Aim →
Copy the records from the line containing "subject: green algae" up to and including the line containing "394), (249, 355)]", shifting every coordinate in the answer outlines by -17. Leave every other line as it is, including the sample outputs.
*** Data excerpts
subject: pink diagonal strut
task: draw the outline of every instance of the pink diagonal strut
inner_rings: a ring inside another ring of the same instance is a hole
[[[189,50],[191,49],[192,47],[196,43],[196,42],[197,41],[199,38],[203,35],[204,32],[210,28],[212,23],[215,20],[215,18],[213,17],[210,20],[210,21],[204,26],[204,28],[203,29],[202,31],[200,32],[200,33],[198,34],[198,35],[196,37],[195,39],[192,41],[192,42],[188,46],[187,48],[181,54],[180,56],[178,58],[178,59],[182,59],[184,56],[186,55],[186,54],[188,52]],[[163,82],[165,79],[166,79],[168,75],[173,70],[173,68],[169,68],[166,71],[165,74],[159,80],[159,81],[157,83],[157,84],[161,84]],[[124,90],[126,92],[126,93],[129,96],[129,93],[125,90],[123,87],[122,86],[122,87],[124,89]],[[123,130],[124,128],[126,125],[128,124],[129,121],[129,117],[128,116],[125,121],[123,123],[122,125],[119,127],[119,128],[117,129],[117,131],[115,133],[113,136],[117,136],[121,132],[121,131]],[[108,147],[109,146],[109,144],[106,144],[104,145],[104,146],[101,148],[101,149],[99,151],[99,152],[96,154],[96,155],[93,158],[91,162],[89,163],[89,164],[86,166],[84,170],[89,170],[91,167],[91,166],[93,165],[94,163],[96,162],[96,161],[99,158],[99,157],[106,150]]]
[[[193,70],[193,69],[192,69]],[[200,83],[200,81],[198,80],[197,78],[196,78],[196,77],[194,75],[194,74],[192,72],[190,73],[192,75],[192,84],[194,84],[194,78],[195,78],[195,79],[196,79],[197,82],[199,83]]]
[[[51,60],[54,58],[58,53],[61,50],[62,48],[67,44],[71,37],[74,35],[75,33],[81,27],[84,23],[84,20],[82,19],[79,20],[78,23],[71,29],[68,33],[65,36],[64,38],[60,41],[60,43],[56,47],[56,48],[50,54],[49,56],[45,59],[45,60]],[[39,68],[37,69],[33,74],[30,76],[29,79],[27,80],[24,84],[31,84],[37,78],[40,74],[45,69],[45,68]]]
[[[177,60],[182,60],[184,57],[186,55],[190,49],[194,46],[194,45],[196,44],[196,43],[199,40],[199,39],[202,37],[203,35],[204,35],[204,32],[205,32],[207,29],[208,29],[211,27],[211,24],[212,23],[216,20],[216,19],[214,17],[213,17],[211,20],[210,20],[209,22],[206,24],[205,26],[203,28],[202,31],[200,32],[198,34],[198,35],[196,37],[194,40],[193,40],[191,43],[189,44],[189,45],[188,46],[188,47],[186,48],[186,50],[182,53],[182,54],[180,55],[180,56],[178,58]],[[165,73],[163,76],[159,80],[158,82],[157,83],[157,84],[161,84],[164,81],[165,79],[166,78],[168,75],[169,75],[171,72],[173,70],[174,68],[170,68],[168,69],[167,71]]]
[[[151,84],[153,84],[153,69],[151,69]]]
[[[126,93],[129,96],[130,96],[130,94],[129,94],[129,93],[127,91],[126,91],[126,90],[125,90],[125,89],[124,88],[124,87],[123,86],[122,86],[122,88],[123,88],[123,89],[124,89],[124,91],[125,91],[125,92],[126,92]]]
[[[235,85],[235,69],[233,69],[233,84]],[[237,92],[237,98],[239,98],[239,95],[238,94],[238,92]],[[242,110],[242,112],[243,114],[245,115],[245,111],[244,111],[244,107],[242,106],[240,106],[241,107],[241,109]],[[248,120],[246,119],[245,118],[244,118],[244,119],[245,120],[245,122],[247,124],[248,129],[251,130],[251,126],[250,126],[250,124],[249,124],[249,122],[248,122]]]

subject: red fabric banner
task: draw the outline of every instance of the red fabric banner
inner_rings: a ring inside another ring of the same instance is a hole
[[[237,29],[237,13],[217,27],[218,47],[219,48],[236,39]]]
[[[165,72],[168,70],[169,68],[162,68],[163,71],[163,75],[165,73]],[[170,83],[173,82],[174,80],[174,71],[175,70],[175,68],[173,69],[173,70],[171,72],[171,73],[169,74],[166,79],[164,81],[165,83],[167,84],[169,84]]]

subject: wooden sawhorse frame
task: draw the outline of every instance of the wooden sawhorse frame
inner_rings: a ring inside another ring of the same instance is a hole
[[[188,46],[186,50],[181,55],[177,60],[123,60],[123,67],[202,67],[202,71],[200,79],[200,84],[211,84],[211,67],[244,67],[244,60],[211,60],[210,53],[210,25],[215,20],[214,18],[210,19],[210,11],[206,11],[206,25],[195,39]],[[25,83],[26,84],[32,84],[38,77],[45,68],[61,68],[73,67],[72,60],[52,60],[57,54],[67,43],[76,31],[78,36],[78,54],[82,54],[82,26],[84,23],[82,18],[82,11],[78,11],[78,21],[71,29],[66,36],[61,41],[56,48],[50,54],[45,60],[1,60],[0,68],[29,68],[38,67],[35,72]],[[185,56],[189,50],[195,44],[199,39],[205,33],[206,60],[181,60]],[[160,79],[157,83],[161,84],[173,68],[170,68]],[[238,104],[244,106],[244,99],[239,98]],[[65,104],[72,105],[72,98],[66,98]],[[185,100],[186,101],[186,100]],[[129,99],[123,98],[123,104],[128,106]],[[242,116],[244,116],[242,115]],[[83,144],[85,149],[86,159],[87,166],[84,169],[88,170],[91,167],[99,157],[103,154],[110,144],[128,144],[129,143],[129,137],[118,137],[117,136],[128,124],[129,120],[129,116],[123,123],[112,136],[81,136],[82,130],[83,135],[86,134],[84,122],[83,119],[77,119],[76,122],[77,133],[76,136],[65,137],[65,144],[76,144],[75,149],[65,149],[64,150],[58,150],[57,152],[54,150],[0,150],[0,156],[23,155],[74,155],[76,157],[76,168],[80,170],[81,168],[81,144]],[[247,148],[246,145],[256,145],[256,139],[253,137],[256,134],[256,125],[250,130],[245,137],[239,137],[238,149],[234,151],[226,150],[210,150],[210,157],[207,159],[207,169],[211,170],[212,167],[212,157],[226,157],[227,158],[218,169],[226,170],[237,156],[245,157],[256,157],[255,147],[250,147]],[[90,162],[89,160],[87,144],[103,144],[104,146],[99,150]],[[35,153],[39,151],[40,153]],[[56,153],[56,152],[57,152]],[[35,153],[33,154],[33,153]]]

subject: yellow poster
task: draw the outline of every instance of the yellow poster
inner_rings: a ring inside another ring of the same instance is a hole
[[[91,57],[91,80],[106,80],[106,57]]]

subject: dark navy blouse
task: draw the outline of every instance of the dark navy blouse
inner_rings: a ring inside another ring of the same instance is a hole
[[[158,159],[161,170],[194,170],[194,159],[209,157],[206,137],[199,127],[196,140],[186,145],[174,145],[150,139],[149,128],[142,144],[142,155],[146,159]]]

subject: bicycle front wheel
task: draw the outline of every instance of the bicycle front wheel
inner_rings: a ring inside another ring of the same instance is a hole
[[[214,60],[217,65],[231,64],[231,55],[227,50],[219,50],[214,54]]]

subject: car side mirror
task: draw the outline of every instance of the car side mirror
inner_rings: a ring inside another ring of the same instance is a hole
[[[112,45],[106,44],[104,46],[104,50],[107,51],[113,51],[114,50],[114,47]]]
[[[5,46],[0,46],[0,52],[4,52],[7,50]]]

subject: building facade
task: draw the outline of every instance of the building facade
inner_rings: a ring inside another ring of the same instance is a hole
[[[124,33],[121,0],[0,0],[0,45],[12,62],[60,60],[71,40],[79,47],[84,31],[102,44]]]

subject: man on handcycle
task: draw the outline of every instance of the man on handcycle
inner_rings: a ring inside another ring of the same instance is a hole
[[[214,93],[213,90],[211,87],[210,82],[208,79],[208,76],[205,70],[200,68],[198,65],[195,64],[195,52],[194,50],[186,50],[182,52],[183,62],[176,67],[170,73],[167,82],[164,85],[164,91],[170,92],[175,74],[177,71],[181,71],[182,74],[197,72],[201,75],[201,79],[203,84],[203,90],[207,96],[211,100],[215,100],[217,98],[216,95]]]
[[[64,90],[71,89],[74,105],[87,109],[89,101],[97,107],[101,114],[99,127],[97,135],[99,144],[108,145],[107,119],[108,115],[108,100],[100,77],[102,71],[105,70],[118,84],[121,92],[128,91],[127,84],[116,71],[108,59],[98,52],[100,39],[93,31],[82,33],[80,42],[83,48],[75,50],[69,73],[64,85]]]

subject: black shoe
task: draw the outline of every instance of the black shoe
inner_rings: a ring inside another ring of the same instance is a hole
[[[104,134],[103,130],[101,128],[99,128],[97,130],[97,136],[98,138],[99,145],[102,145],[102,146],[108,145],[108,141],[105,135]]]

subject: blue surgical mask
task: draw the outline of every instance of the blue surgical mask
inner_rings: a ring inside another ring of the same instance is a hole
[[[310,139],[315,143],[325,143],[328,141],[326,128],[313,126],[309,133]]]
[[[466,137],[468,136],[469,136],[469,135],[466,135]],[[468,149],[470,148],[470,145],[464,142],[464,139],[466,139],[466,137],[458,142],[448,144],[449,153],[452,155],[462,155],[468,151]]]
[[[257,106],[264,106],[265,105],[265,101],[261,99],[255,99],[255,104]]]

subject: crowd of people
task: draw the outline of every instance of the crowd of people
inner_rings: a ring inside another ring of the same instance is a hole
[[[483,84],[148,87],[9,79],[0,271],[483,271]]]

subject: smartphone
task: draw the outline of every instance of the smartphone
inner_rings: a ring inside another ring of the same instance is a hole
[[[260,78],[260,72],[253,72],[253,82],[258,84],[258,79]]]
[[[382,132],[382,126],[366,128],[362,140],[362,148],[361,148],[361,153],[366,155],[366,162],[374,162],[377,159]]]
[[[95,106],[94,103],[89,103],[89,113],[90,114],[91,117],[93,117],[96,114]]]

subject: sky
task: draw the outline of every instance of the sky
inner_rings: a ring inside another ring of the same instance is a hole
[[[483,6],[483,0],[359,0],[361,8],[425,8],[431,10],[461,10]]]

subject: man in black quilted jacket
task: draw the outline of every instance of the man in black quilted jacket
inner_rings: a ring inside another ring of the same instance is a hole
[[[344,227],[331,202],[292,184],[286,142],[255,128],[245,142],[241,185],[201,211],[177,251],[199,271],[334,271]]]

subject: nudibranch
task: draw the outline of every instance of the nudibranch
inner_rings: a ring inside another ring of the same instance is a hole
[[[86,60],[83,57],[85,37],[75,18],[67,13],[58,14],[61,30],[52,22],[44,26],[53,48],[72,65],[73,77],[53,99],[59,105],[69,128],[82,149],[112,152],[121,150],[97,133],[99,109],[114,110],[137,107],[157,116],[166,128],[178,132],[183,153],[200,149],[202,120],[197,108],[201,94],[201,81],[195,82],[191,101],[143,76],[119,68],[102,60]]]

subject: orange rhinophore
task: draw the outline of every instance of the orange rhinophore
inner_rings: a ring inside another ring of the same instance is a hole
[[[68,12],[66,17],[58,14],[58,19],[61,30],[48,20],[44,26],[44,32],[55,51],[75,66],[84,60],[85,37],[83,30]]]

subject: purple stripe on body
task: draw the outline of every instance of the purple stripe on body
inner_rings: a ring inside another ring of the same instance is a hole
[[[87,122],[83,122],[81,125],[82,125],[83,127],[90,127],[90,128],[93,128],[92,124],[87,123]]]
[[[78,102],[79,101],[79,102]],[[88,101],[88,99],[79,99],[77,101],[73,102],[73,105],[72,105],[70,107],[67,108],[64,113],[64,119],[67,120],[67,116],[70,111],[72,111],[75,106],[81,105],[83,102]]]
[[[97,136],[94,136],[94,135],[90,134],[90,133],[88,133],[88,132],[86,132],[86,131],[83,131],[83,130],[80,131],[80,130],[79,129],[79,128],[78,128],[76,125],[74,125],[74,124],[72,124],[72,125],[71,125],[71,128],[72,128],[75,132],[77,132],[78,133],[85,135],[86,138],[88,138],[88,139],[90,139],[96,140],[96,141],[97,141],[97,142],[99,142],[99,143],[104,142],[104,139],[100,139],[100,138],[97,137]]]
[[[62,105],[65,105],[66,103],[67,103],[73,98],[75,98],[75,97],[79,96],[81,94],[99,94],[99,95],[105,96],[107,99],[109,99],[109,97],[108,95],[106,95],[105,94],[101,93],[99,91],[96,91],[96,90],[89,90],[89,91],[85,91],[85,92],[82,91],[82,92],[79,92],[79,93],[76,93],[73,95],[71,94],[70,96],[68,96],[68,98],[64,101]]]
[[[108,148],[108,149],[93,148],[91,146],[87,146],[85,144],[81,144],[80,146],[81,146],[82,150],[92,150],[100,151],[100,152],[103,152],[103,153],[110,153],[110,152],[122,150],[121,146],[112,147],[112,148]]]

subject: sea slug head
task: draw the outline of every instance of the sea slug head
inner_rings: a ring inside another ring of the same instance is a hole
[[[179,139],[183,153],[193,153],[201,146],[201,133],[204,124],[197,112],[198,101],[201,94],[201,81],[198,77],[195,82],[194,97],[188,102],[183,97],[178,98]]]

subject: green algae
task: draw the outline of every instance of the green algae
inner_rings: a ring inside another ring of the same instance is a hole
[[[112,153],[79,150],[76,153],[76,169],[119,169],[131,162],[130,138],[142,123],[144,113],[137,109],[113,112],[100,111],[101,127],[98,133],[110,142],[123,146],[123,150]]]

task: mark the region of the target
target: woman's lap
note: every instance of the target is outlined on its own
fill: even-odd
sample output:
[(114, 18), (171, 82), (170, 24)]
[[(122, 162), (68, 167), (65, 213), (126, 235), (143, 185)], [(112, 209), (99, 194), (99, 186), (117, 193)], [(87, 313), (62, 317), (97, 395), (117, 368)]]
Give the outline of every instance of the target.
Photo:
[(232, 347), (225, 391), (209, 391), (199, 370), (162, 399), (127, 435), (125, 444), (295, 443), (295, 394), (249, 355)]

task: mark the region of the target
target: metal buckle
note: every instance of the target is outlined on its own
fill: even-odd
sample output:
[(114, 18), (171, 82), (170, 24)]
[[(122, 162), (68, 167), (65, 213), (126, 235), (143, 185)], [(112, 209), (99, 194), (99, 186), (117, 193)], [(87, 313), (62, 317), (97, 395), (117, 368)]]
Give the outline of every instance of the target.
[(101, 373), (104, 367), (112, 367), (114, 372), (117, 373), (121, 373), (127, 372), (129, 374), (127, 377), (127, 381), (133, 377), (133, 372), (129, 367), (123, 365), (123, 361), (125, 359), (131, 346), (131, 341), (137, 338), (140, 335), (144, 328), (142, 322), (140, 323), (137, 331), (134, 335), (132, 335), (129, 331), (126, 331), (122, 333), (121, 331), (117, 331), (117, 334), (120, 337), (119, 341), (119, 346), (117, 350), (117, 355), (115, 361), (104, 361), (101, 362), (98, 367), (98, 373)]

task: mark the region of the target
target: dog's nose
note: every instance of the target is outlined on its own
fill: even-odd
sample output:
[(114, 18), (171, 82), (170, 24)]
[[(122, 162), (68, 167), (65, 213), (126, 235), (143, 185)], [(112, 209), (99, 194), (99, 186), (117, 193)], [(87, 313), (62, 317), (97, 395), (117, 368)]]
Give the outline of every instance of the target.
******
Answer for this exercise →
subject: green algae
task: draw the outline of every instance of the green algae
inner_rings: a ring inside another ring of the same instance is a hole
[[[95,136],[62,133],[59,136],[59,152],[102,152],[114,145],[113,121],[125,106],[127,96],[120,92],[96,95],[83,94],[84,110],[81,116],[93,125],[106,129],[106,133]]]

task: mark the region of the target
target: woman's lap
note: every instance of the target is outlined on its own
fill: even-odd
sample output:
[(114, 18), (171, 82), (170, 24)]
[[(122, 162), (68, 167), (65, 213), (126, 235), (143, 185)], [(112, 209), (99, 194), (99, 186), (117, 193)], [(87, 313), (62, 317), (97, 395), (117, 368)]]
Give the outline of every instance of the target.
Photo:
[(215, 330), (208, 374), (192, 374), (182, 353), (145, 382), (110, 418), (108, 427), (278, 426), (278, 377), (232, 338)]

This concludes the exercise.